- **WHAT IS EXPECTED**
Can you write out every one of the lines below, character for character?

============================================================

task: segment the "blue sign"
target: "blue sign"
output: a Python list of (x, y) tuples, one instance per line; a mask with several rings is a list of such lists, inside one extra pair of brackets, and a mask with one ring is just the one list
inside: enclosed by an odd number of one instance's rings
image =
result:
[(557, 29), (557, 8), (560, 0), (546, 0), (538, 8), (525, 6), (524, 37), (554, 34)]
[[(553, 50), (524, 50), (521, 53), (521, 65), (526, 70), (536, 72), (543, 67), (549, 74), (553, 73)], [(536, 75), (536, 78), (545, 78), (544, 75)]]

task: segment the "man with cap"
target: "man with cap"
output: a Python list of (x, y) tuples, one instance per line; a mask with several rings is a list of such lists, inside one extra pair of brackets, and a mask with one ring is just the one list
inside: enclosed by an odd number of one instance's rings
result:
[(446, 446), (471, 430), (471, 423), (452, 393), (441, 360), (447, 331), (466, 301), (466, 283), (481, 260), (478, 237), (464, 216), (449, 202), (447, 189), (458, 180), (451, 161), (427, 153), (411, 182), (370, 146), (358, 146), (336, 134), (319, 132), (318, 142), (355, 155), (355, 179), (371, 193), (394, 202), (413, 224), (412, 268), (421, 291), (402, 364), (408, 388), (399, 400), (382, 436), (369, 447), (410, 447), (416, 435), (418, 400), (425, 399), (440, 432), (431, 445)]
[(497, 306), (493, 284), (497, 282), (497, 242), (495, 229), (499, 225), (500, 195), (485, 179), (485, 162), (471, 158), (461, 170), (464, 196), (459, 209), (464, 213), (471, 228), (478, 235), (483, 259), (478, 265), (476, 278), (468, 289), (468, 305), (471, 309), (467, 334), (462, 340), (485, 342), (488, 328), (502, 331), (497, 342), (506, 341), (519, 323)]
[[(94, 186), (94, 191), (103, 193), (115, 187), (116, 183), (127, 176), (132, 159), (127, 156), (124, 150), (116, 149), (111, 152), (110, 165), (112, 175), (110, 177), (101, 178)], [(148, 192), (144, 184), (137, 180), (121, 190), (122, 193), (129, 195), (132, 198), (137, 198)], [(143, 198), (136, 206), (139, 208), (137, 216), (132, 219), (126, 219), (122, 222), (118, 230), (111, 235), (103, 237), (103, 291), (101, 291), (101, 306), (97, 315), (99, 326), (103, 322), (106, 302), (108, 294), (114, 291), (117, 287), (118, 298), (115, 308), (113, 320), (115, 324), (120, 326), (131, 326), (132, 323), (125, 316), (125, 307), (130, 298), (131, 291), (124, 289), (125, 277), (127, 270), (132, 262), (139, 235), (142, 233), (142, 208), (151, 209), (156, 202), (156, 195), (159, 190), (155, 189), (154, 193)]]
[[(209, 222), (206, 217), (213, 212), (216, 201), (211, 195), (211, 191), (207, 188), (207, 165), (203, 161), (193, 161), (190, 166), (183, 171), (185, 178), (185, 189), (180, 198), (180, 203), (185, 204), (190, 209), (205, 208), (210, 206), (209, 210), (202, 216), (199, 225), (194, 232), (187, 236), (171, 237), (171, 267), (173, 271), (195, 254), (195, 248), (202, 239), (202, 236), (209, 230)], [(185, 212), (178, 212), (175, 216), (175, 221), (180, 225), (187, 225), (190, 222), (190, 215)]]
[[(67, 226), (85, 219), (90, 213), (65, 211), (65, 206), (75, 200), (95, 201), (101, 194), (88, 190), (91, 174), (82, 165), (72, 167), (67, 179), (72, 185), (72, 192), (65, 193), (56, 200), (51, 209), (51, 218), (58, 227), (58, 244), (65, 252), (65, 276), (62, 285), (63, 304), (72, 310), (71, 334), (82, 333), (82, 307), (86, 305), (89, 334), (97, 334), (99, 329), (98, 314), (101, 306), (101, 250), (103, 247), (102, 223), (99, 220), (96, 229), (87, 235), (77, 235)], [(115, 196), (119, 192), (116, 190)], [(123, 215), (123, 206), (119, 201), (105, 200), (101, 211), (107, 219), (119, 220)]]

============================================================

- **SOLUTION TO THE PROBLEM**
task: segment the "blue sign"
target: "blue sign"
output: a Python list of (x, y) tuples, one instance per line; a mask with several rings is a list of such lists, inside one extra pair of brackets, and a mask with one ring is just the one list
inside: enclosed by an odd number of one instance's rings
image =
result:
[(557, 29), (557, 8), (560, 0), (546, 0), (538, 8), (525, 6), (524, 37), (554, 34)]
[[(553, 50), (524, 50), (521, 53), (521, 65), (526, 70), (536, 72), (543, 67), (549, 74), (553, 73)], [(536, 75), (536, 78), (545, 78), (544, 75)]]

task: segment the "man with cap"
target: "man with cap"
output: a Python list of (x, y) tuples, one instance per line; a mask with several rings is a list of such lists, inside one extra pair of brackets, and a mask with one ring is just the one list
inside: enclosed by an odd number of one instance's rings
result:
[(446, 446), (471, 430), (471, 423), (452, 393), (441, 360), (447, 331), (466, 301), (466, 283), (481, 260), (478, 237), (464, 216), (449, 202), (447, 189), (458, 180), (451, 161), (427, 153), (411, 182), (370, 146), (358, 146), (336, 134), (319, 132), (318, 142), (355, 155), (355, 179), (371, 193), (394, 202), (413, 224), (412, 268), (421, 291), (402, 364), (408, 388), (399, 400), (382, 436), (369, 447), (410, 447), (416, 435), (418, 400), (425, 399), (440, 432), (431, 445)]
[(497, 306), (493, 284), (497, 282), (497, 242), (495, 229), (499, 225), (500, 195), (485, 179), (485, 162), (471, 158), (461, 170), (464, 196), (459, 209), (464, 213), (471, 228), (478, 235), (483, 259), (478, 265), (476, 278), (468, 289), (468, 305), (471, 309), (467, 334), (462, 340), (485, 342), (488, 328), (502, 331), (497, 342), (506, 341), (519, 323)]
[[(94, 186), (94, 191), (103, 193), (115, 187), (116, 183), (127, 176), (132, 159), (127, 156), (124, 150), (116, 149), (111, 152), (110, 165), (112, 175), (110, 177), (101, 178)], [(148, 192), (144, 184), (137, 180), (121, 190), (122, 193), (129, 195), (132, 198), (137, 198)], [(143, 198), (136, 206), (139, 208), (137, 216), (132, 219), (126, 219), (122, 222), (118, 230), (111, 235), (103, 237), (103, 291), (101, 291), (101, 306), (97, 315), (99, 326), (103, 322), (106, 302), (108, 294), (114, 291), (117, 287), (118, 298), (115, 308), (113, 320), (115, 324), (120, 326), (131, 326), (132, 323), (125, 316), (125, 307), (130, 298), (131, 291), (124, 289), (125, 277), (127, 270), (132, 262), (139, 235), (142, 233), (142, 208), (151, 209), (156, 202), (156, 195), (159, 190), (155, 189), (154, 193)]]
[[(209, 222), (206, 217), (213, 212), (216, 201), (211, 195), (211, 191), (207, 188), (207, 165), (203, 161), (193, 161), (190, 166), (183, 171), (185, 178), (185, 189), (180, 198), (180, 203), (185, 204), (190, 209), (205, 208), (210, 206), (209, 210), (202, 216), (199, 225), (194, 232), (187, 236), (171, 237), (171, 267), (173, 271), (195, 254), (195, 248), (202, 239), (202, 236), (209, 230)], [(185, 212), (178, 212), (175, 216), (175, 221), (180, 225), (187, 225), (190, 222), (190, 215)]]
[[(67, 226), (85, 219), (90, 213), (65, 211), (65, 206), (75, 200), (95, 201), (101, 194), (88, 190), (91, 174), (82, 165), (72, 167), (67, 179), (72, 185), (72, 192), (65, 193), (56, 200), (51, 209), (51, 218), (58, 227), (58, 244), (65, 252), (65, 276), (62, 285), (63, 304), (72, 310), (71, 334), (82, 333), (82, 307), (86, 305), (89, 334), (97, 334), (99, 329), (98, 314), (101, 306), (101, 250), (103, 247), (102, 223), (99, 220), (96, 229), (87, 235), (77, 235)], [(115, 196), (119, 192), (116, 190)], [(123, 215), (123, 206), (119, 201), (105, 200), (101, 211), (107, 219), (119, 220)]]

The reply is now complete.